**Data shown**
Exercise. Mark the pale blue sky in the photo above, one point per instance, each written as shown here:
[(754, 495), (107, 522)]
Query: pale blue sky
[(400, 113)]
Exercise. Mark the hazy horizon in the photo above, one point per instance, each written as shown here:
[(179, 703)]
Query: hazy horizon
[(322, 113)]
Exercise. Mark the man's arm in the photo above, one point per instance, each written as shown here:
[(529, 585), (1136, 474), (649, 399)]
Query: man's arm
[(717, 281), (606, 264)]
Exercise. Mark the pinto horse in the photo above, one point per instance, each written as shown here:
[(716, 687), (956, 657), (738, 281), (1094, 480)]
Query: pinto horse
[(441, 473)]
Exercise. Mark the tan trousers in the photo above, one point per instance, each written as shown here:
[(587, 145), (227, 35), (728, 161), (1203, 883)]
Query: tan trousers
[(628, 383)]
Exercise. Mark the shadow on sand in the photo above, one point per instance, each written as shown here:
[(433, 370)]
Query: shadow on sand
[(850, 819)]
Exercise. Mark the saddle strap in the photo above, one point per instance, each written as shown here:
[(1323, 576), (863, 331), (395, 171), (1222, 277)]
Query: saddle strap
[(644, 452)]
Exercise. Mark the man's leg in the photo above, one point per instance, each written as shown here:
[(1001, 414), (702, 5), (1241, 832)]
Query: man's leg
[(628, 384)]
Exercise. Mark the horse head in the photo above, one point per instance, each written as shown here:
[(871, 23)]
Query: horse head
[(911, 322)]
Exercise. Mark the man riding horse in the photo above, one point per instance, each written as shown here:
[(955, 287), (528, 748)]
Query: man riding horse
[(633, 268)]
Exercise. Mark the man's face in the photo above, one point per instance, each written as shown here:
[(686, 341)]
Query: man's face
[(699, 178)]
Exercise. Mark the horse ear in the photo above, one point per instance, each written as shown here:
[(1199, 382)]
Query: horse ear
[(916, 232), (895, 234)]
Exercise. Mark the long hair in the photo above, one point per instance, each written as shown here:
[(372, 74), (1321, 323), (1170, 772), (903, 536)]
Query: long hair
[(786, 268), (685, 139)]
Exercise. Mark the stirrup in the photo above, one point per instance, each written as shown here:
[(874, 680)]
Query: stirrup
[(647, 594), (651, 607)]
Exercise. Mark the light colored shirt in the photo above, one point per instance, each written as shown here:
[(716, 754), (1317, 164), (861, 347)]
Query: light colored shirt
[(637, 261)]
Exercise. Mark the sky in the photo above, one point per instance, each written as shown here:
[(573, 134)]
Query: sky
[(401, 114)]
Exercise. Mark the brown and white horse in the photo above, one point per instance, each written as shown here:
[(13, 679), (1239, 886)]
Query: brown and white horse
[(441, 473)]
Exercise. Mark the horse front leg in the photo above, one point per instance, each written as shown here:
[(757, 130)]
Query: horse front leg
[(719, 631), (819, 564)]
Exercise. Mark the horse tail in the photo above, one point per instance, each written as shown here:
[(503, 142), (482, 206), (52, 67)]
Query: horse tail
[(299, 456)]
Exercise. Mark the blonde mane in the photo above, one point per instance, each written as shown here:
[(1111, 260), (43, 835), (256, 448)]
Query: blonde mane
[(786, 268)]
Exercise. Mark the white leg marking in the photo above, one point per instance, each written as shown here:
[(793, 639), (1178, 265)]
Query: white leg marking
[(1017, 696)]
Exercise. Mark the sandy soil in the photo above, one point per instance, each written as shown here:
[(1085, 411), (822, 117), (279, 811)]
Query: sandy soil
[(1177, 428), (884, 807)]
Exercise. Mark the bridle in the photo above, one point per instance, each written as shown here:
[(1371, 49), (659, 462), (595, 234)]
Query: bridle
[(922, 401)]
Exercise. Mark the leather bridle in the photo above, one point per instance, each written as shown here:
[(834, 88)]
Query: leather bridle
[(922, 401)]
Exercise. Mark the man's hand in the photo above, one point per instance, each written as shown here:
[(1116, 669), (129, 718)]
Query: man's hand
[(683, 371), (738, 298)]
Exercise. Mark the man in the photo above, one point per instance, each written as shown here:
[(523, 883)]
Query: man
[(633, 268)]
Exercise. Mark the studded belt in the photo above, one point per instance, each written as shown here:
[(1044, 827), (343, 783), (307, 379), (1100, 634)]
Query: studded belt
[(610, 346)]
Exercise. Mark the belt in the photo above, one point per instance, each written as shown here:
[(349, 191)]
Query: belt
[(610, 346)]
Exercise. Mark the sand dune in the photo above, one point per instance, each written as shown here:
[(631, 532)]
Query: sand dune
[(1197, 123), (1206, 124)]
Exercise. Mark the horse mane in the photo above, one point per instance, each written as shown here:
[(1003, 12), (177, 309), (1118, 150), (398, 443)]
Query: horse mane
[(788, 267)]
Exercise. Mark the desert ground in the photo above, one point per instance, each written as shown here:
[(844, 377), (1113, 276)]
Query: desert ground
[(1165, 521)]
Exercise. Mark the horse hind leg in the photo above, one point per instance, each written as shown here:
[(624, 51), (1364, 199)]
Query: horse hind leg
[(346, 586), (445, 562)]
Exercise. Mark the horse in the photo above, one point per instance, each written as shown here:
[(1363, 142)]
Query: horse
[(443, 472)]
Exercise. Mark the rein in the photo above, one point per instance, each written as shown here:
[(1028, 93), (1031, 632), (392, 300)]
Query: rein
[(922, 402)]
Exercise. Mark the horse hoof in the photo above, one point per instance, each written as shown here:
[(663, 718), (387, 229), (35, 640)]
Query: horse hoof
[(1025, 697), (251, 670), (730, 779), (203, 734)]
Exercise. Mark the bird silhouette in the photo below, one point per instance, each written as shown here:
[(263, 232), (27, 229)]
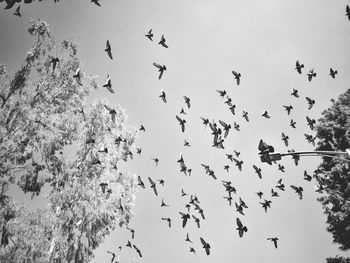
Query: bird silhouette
[(181, 122), (160, 68), (96, 2), (17, 11), (241, 229), (184, 218), (274, 240), (108, 49), (168, 220), (237, 76), (310, 101), (285, 138), (332, 73), (298, 190), (298, 67), (108, 84), (311, 74), (288, 108), (206, 246), (77, 77), (153, 185), (163, 95), (307, 177), (162, 42), (149, 35)]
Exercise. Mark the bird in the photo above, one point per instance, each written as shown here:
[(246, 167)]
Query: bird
[(163, 95), (332, 72), (160, 68), (137, 250), (187, 101), (241, 229), (149, 35), (245, 115), (108, 84), (181, 122), (156, 161), (295, 93), (292, 123), (298, 190), (112, 112), (164, 204), (96, 2), (192, 250), (222, 93), (307, 177), (206, 246), (77, 76), (113, 255), (226, 127), (285, 138), (288, 108), (311, 74), (257, 171), (260, 194), (54, 62), (17, 11), (266, 115), (184, 218), (108, 49), (162, 42), (310, 101), (274, 240), (237, 76), (310, 122), (153, 185), (298, 66), (168, 220)]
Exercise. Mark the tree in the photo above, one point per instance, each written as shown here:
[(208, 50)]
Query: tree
[(333, 175), (53, 143)]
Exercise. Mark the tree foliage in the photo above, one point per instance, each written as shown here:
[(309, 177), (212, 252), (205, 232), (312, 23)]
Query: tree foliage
[(333, 174), (52, 141)]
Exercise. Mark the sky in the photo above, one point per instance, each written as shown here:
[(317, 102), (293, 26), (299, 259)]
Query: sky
[(207, 40)]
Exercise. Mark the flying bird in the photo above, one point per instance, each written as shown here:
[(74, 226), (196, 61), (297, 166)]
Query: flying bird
[(206, 246), (162, 42), (241, 229), (108, 84), (274, 240), (311, 74), (108, 49), (181, 122), (332, 72), (237, 76), (163, 95), (160, 68), (153, 185), (298, 190), (298, 66), (149, 35)]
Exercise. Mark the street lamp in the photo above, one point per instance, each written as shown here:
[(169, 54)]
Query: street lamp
[(268, 155)]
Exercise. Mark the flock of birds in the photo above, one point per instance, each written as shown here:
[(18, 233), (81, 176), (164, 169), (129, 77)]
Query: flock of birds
[(219, 132)]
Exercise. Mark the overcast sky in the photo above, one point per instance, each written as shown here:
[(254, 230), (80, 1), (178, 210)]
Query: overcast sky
[(207, 40)]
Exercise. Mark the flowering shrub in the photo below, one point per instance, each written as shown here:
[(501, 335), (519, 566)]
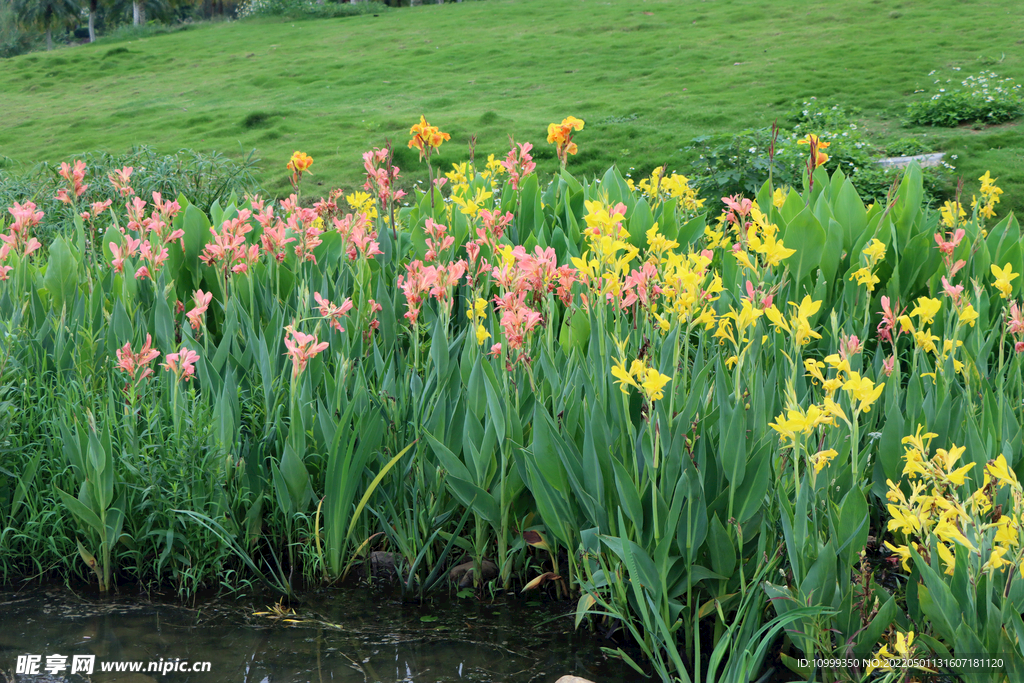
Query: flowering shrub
[(986, 97)]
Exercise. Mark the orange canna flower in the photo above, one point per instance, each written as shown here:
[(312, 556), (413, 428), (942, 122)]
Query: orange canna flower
[(561, 136), (300, 162)]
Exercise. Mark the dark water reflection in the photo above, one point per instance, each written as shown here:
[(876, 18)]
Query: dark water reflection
[(338, 636)]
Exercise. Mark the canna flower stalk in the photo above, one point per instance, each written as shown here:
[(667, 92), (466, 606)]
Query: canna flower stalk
[(427, 139), (560, 134)]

**Instructions for the task**
Across all lines of the data above, count those that contain the word "below", giving the number without further comment.

**Solved exercise**
2